EXERCISE OBJECTIVE — Please copy out all of the records below word for word, leaving out the pictures.

___

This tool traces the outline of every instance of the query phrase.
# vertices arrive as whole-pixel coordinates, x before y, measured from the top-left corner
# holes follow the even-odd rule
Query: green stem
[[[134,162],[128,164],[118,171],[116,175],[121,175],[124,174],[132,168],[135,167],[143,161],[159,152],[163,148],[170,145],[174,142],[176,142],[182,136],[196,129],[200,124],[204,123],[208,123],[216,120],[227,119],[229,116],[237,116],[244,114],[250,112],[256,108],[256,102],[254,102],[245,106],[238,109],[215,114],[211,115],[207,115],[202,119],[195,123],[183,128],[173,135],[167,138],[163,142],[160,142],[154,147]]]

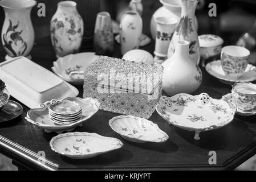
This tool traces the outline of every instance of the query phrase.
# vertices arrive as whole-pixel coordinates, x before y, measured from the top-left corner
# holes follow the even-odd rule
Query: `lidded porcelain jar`
[[[0,109],[9,100],[10,94],[6,88],[5,83],[0,80]]]
[[[207,59],[221,54],[224,42],[221,37],[213,34],[204,34],[198,36],[198,40],[202,59]]]
[[[174,54],[162,66],[162,89],[170,96],[192,93],[202,82],[202,72],[189,56],[188,41],[178,41]]]

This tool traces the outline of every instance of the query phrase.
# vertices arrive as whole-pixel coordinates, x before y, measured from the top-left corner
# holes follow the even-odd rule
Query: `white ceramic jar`
[[[31,59],[35,33],[30,18],[34,0],[2,0],[0,6],[5,13],[2,29],[2,43],[7,52],[6,60],[17,56]]]
[[[142,27],[142,19],[137,12],[135,11],[125,12],[120,24],[120,40],[122,55],[139,48]]]
[[[84,26],[75,2],[64,1],[58,4],[50,28],[51,42],[58,57],[79,52]]]
[[[188,41],[178,41],[174,54],[162,65],[162,89],[170,96],[178,93],[190,94],[202,82],[202,72],[189,56]]]

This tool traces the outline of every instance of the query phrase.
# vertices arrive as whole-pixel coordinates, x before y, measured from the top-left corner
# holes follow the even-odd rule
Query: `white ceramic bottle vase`
[[[76,10],[76,3],[70,1],[59,2],[50,27],[51,42],[58,57],[79,51],[84,26]]]
[[[6,60],[26,56],[30,53],[35,40],[35,32],[30,18],[30,13],[36,4],[34,0],[2,0],[0,6],[5,13],[2,29],[2,43],[7,52]]]
[[[142,19],[139,13],[128,11],[123,16],[120,24],[121,53],[136,49],[139,46],[139,39],[142,34]]]
[[[200,61],[198,36],[196,28],[194,13],[199,0],[180,0],[181,17],[169,46],[168,57],[174,53],[178,40],[189,42],[189,55],[197,64]]]
[[[156,18],[156,22],[157,32],[154,52],[155,61],[161,64],[167,59],[169,44],[178,20],[175,18],[160,16]]]
[[[174,54],[162,65],[162,88],[170,96],[178,93],[190,94],[202,82],[202,72],[189,56],[188,41],[178,41]]]

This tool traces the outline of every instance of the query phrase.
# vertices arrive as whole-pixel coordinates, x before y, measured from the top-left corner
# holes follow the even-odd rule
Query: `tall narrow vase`
[[[198,0],[180,0],[181,18],[172,37],[168,48],[168,57],[175,51],[177,42],[186,40],[189,42],[189,55],[197,64],[200,60],[198,36],[194,22],[194,13]]]
[[[108,13],[99,13],[96,19],[94,39],[94,51],[99,55],[111,55],[114,39],[111,17]]]
[[[189,56],[188,41],[178,41],[174,53],[162,65],[162,89],[170,96],[182,93],[190,94],[202,82],[202,72]]]
[[[57,57],[79,51],[84,25],[75,2],[64,1],[58,4],[50,28],[51,42]]]
[[[35,33],[30,18],[34,0],[2,0],[0,6],[5,13],[2,29],[2,43],[7,52],[6,60],[17,56],[31,59]]]
[[[123,15],[120,24],[121,53],[124,55],[139,46],[142,34],[142,19],[137,11],[128,11]]]

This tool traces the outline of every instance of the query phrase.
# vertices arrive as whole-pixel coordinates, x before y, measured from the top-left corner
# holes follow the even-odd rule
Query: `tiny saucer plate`
[[[234,119],[235,109],[225,101],[211,98],[207,93],[198,96],[181,93],[171,97],[162,96],[156,106],[157,113],[170,124],[199,134],[222,127]]]
[[[233,98],[231,93],[228,93],[225,96],[223,96],[221,99],[227,102],[229,104],[233,104],[235,106],[235,104],[233,102]],[[236,113],[241,116],[251,116],[256,114],[256,108],[247,111],[241,110],[238,107],[236,107]]]
[[[168,135],[152,121],[132,115],[120,115],[109,122],[111,129],[123,138],[131,142],[164,142]]]
[[[30,123],[43,129],[46,133],[52,131],[61,133],[63,131],[71,131],[75,127],[82,126],[83,123],[94,115],[99,110],[100,103],[92,98],[80,98],[76,97],[68,97],[64,99],[78,103],[83,109],[80,119],[75,122],[66,125],[59,125],[49,118],[49,110],[47,106],[56,102],[53,100],[41,105],[40,108],[32,109],[27,113],[25,119]]]
[[[95,52],[90,52],[69,55],[54,61],[51,69],[63,80],[72,84],[82,85],[83,75],[72,73],[83,71],[98,57]]]
[[[59,134],[50,142],[54,151],[75,159],[92,158],[119,149],[123,145],[118,139],[86,132]]]
[[[221,67],[221,60],[208,63],[205,69],[210,75],[226,84],[230,85],[234,82],[251,82],[256,80],[256,67],[250,64],[248,64],[245,73],[241,77],[234,80],[230,79],[226,76]]]
[[[16,118],[22,113],[23,110],[19,104],[9,100],[6,104],[0,108],[0,123]]]

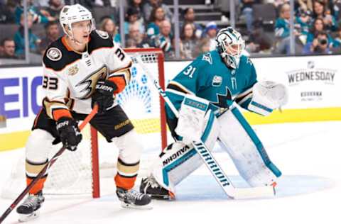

___

RESPONSE TO THIS TASK —
This tool traces the outline of every instance of the query phrase.
# vertices arrive as whole-pixel coordinates, x before y, measured from the top-left corner
# holes follow the even-odd rule
Query: green stem
[[[134,162],[128,164],[118,171],[116,175],[121,175],[124,174],[132,168],[135,167],[143,161],[159,152],[163,148],[170,145],[174,142],[176,142],[182,136],[196,129],[200,124],[204,123],[208,123],[216,120],[227,119],[229,116],[237,116],[244,114],[250,112],[256,108],[256,102],[254,102],[245,106],[238,109],[215,114],[211,115],[207,115],[202,119],[195,123],[183,128],[173,135],[167,138],[163,142],[160,142],[154,147]]]

This tool traces the outline of every instance of the query phrase.
# vertices arrive as whole-pixel coordinates, x before y, measured from the top-left corner
# holes follow the even-odd rule
Query: `lidded porcelain jar`
[[[0,109],[9,100],[10,94],[6,88],[5,83],[0,80]]]
[[[207,59],[221,54],[224,42],[221,37],[213,34],[204,34],[198,36],[198,40],[202,59]]]
[[[174,54],[162,66],[162,89],[170,96],[192,93],[202,82],[202,72],[189,56],[188,41],[178,41]]]

This tool traces the outline of every instance of the query phrase.
# vertices arrive as whole-pixel coordinates, x before y, measured from the top-left corner
# holes follow the even-odd rule
Query: `white ceramic jar`
[[[31,59],[35,33],[30,18],[34,0],[2,0],[0,6],[5,13],[2,29],[2,43],[7,52],[6,60],[17,56]]]
[[[142,27],[142,19],[137,12],[135,11],[125,12],[120,24],[120,40],[122,55],[139,48]]]
[[[84,26],[75,2],[64,1],[58,4],[50,28],[51,42],[58,57],[79,52]]]
[[[188,41],[178,41],[174,54],[162,65],[162,89],[170,96],[178,93],[190,94],[202,82],[202,72],[189,56]]]

This tool traces the outline of every instance of the query phrase.
# vertices arrive as whole-pixel coordinates, x before y, measured from the top-left corner
# holes follow the even-odd rule
Query: `white ceramic bottle vase`
[[[76,10],[76,3],[70,1],[59,2],[50,27],[51,42],[58,57],[79,51],[84,26]]]
[[[6,60],[26,56],[30,53],[35,40],[35,32],[30,18],[30,13],[36,4],[34,0],[2,0],[0,6],[5,13],[2,29],[2,43],[7,52]]]
[[[142,19],[139,13],[128,11],[123,16],[120,24],[121,53],[136,49],[139,46],[139,39],[142,34]]]
[[[200,61],[198,36],[196,28],[194,13],[199,0],[180,0],[181,17],[169,46],[168,57],[174,53],[178,40],[189,42],[189,55],[197,64]]]
[[[156,18],[156,22],[157,32],[154,52],[155,61],[161,64],[167,59],[169,44],[178,20],[175,18],[160,16]]]
[[[174,54],[162,65],[162,88],[170,96],[178,93],[190,94],[202,82],[202,72],[189,56],[188,41],[178,41]]]

This tool traces the outline of every instance of the query phrase.
# vertices arrive as whole-pixel coordinates, x before y, measured from the top-left corner
# holes follow the even-odd rule
Query: `tall narrow vase`
[[[198,0],[180,0],[181,18],[172,37],[168,48],[168,57],[175,51],[177,42],[186,40],[189,42],[189,55],[197,64],[200,60],[198,36],[194,22],[194,13]]]
[[[108,13],[99,13],[96,19],[94,39],[94,51],[99,55],[111,55],[114,39],[111,17]]]
[[[189,56],[188,41],[178,41],[174,53],[162,65],[162,89],[170,96],[182,93],[190,94],[202,82],[202,72]]]
[[[57,57],[79,51],[84,25],[75,2],[64,1],[58,4],[50,28],[51,42]]]
[[[35,33],[30,18],[34,0],[2,0],[0,6],[5,13],[2,29],[2,43],[7,52],[6,60],[17,56],[31,59]]]
[[[123,15],[120,24],[121,53],[124,55],[139,46],[142,34],[142,19],[137,11],[128,11]]]

This tool traces the outline of every instance of the query phrase.
# vertices arrive as whole-pixel coordinates, x before y, measured from the top-left corner
# holes follow the even-odd rule
Query: `tiny saucer plate`
[[[234,119],[235,109],[225,101],[211,98],[207,93],[198,96],[181,93],[171,97],[162,96],[156,106],[157,113],[170,124],[199,134],[222,127]]]
[[[233,98],[231,93],[228,93],[225,96],[223,96],[221,99],[227,102],[229,104],[233,104],[235,106],[235,104],[233,102]],[[236,113],[241,116],[251,116],[256,114],[256,108],[247,111],[241,110],[238,107],[236,107]]]
[[[168,135],[152,121],[132,115],[120,115],[109,122],[111,129],[123,138],[131,142],[164,142]]]
[[[30,123],[43,129],[46,133],[52,131],[61,133],[63,131],[71,131],[75,127],[82,126],[83,123],[94,115],[99,110],[100,103],[92,98],[80,98],[76,97],[68,97],[64,99],[78,103],[83,109],[80,119],[75,122],[66,125],[59,125],[49,118],[49,110],[47,106],[56,102],[53,100],[41,105],[40,108],[32,109],[27,113],[25,119]]]
[[[95,52],[90,52],[69,55],[54,61],[51,69],[63,80],[72,84],[82,85],[83,75],[72,73],[83,71],[98,57]]]
[[[59,134],[50,142],[54,151],[75,159],[92,158],[119,149],[123,145],[118,139],[86,132]]]
[[[221,67],[221,60],[208,63],[205,69],[210,75],[226,84],[230,85],[234,82],[251,82],[256,80],[256,67],[250,64],[248,64],[245,73],[241,77],[234,80],[230,79],[226,76]]]
[[[16,118],[22,113],[23,110],[19,104],[9,100],[6,104],[0,108],[0,123]]]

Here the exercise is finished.